Restate the data below word for word, keeping each line intact.

━━━ Data listing

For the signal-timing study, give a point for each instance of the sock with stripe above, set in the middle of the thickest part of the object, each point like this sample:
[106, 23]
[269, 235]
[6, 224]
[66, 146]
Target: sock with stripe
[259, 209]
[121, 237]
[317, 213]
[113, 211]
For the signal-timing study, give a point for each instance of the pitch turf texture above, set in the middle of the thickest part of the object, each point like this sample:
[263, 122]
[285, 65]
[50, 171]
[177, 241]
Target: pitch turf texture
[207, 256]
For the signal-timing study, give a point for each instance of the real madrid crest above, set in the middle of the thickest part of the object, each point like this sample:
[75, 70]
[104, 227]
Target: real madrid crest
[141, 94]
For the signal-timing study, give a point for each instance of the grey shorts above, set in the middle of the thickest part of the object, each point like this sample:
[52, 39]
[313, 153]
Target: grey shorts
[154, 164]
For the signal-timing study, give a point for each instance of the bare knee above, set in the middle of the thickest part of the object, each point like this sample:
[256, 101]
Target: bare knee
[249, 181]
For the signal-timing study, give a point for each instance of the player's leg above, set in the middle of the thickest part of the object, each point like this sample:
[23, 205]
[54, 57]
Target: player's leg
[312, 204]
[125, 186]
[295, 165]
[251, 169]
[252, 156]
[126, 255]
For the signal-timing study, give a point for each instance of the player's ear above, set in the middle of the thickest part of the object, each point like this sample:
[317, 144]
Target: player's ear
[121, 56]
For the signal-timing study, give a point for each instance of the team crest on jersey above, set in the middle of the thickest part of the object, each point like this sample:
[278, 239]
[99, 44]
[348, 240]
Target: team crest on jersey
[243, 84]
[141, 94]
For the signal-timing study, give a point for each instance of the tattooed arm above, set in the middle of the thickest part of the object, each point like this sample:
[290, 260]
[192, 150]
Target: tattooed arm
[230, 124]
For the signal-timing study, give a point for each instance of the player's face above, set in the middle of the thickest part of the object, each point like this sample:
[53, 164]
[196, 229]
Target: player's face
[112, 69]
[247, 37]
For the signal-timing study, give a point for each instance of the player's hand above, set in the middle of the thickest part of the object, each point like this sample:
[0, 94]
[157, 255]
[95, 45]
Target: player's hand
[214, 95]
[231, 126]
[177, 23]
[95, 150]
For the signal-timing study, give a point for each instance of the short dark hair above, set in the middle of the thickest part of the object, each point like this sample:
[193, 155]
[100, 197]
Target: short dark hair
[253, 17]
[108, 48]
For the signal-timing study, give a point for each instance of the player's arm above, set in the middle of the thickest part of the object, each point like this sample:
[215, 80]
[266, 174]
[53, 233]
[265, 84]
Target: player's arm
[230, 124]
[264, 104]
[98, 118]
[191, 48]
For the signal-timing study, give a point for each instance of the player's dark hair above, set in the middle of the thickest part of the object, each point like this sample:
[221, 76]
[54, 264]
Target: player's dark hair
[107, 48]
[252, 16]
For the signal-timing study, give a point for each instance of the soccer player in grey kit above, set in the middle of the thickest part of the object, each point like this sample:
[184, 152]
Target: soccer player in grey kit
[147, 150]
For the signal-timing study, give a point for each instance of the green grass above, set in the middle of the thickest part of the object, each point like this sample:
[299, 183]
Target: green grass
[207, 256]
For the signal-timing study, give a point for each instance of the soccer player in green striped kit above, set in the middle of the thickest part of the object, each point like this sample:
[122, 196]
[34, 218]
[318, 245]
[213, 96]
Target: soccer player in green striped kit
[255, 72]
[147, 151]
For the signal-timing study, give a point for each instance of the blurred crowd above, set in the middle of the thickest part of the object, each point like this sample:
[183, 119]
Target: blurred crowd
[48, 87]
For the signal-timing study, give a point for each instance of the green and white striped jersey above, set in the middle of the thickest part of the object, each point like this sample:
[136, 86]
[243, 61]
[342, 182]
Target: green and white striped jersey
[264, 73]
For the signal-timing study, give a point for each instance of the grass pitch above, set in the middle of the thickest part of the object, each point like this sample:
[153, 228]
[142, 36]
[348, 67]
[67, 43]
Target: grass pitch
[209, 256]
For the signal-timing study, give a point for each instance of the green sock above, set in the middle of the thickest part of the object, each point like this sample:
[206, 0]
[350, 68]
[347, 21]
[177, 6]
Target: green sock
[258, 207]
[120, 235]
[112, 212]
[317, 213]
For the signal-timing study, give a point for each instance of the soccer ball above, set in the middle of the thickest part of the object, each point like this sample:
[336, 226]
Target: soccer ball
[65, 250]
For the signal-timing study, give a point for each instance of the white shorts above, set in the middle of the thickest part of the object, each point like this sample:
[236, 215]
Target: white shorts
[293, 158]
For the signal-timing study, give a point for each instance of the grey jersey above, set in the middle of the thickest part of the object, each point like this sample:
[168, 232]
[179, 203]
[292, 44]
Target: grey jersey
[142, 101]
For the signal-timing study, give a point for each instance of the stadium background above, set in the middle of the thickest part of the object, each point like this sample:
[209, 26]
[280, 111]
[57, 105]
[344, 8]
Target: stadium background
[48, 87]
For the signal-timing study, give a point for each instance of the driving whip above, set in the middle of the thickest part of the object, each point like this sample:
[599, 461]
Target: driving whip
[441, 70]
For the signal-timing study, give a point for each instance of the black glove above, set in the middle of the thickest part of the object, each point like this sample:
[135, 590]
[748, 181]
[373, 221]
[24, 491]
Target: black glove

━━━━━━

Task output:
For the signal-timing study, give a point for each instance of the sock with stripe above, set in the middle of the thickest part of the object, each point like this sample:
[106, 23]
[269, 235]
[6, 224]
[66, 146]
Target: sock with stripe
[259, 209]
[121, 237]
[317, 213]
[113, 211]
For the signal-timing study, give a point for each instance of the pitch turf texture above, set in the middle of the thickest part of the object, each point like this sample:
[263, 122]
[285, 65]
[50, 171]
[177, 241]
Target: pitch turf texture
[207, 256]
For the signal-timing study, give a point for each instance of the real madrid crest above, set in the middle of the thickest part of the object, each point like this sample:
[75, 70]
[104, 227]
Target: real madrid crest
[141, 94]
For the signal-timing study, give a point for each instance of the grey shorts above, set in the middle of the thickest part of the object, each point like this sample:
[52, 39]
[313, 153]
Target: grey shorts
[154, 164]
For the signal-timing study, give a point for each instance of the bare knee above, set in the middle of the thickest part of the object, each point like this sample:
[256, 101]
Target: bare knee
[249, 181]
For the signal-timing study, give a point for each instance of the player's leg above, set in the middle of the thickest part of the object, each point like this sample:
[23, 205]
[54, 57]
Target: player's leg
[312, 204]
[125, 186]
[295, 165]
[251, 169]
[252, 156]
[126, 255]
For the signal-timing study, give a point for each instance of the player's ear above, set in the middle of the thickest part of the object, each point like this sample:
[317, 144]
Target: player's ear
[121, 56]
For the signal-timing study, give a point for each instance of the team crest on jersey above, set in the middle of the thickest part of the object, each point like this sample:
[278, 239]
[99, 44]
[348, 240]
Target: team crest on jersey
[243, 84]
[141, 94]
For the signal-timing study, give a point for each instance of the tattooed arm above, set in the middle of the thickest part of the object, each point like this sample:
[290, 260]
[192, 150]
Target: tattooed arm
[230, 124]
For the signal-timing study, give a point for each instance of the player's face above, set in the middle of the thickest part of the object, each point like this sample:
[53, 164]
[196, 229]
Target: player's face
[112, 69]
[247, 37]
For the signal-timing study, give a point for each instance of the player's hand above, set in the middle of the thickest part of the object, each point like this sample:
[0, 94]
[157, 255]
[95, 45]
Target: player's hand
[214, 95]
[231, 126]
[177, 23]
[95, 150]
For the signal-timing study, give a point for each instance of the short dark hair above, set in the middle of the thickest part of the object, each point like this sample:
[193, 155]
[100, 197]
Target: short dark hair
[253, 17]
[108, 48]
For the signal-timing study, give a point for each instance of the player's arm above, set in the middle of the thickest part of the object, each point like this sample:
[215, 80]
[266, 174]
[53, 233]
[265, 84]
Target: player's arm
[230, 124]
[264, 104]
[98, 118]
[191, 48]
For the signal-timing study, give a point for each instance of the player's dark hair above, set in the middle of the thickest part of the object, each point like this sample:
[221, 76]
[54, 264]
Target: player's dark hair
[107, 48]
[252, 16]
For the signal-timing study, give a point for each instance of the soccer player in grey kit above, set in the middle of the thickest part of the object, each point like this sample:
[184, 152]
Target: soccer player in grey kit
[147, 150]
For the signal-timing study, give a point for each instance of the green grass above, set in the middle of the thickest part of the object, each point like this sample:
[299, 183]
Target: green grass
[207, 256]
For the signal-timing study, give a point for each instance of the soccer player in green striped kit above, set in the middle of the thickest part of the object, each point like this sample:
[122, 196]
[34, 218]
[318, 245]
[213, 96]
Target: soccer player in green striped kit
[255, 72]
[147, 151]
For the signal-timing study, give a point for each instance of the blurred crowd above, set in the middle of the thickest part of the object, each point like this sample:
[183, 119]
Target: blurred crowd
[48, 87]
For the signal-timing study, give a point for each instance of the green and white striped jersey above, set in the middle of the thickest part of the object, each point like this sample:
[136, 86]
[243, 61]
[342, 182]
Target: green and white striped jersey
[264, 73]
For the signal-timing study, give a point for each instance of the grass pitch above, set in the middle of the thickest part of the object, each point like this sample:
[153, 228]
[142, 36]
[348, 67]
[67, 43]
Target: grass pitch
[209, 256]
For the signal-timing study, give a point for each instance of the green sock above, set in the middle of the thickest part of the object, each point like this sample:
[206, 0]
[350, 68]
[347, 21]
[177, 6]
Target: green sock
[258, 207]
[120, 235]
[112, 212]
[317, 213]
For the signal-timing study, give a point for each instance of the soccer ball above, set in the middle of the thickest part of the object, each point like this sample:
[336, 226]
Target: soccer ball
[65, 250]
For the signal-timing study, give a point for each instance of the white shorts above, set in the middle of the thickest part of the object, each point like this sample:
[236, 215]
Target: white shorts
[293, 158]
For the signal-timing study, give a point for each instance of the grey jersey above, set in the middle of the thickest part of the object, each point like this sample:
[168, 232]
[179, 203]
[292, 44]
Target: grey jersey
[142, 101]
For the signal-timing study, give a point for each instance of the stadium background above, set in the middle of the thickest part of the object, each point like this sample:
[209, 26]
[280, 111]
[57, 105]
[344, 8]
Target: stadium background
[48, 87]
For the signal-timing study, give a point for each instance of the driving whip above, set in the middle of the thickest part of the object, each point like this sample:
[599, 461]
Target: driving whip
[441, 70]
For the signal-timing study, give a point for each instance of the black glove above, set in the middle of the thickest part of the object, each point like this sample:
[135, 590]
[748, 181]
[373, 221]
[24, 491]
Target: black glove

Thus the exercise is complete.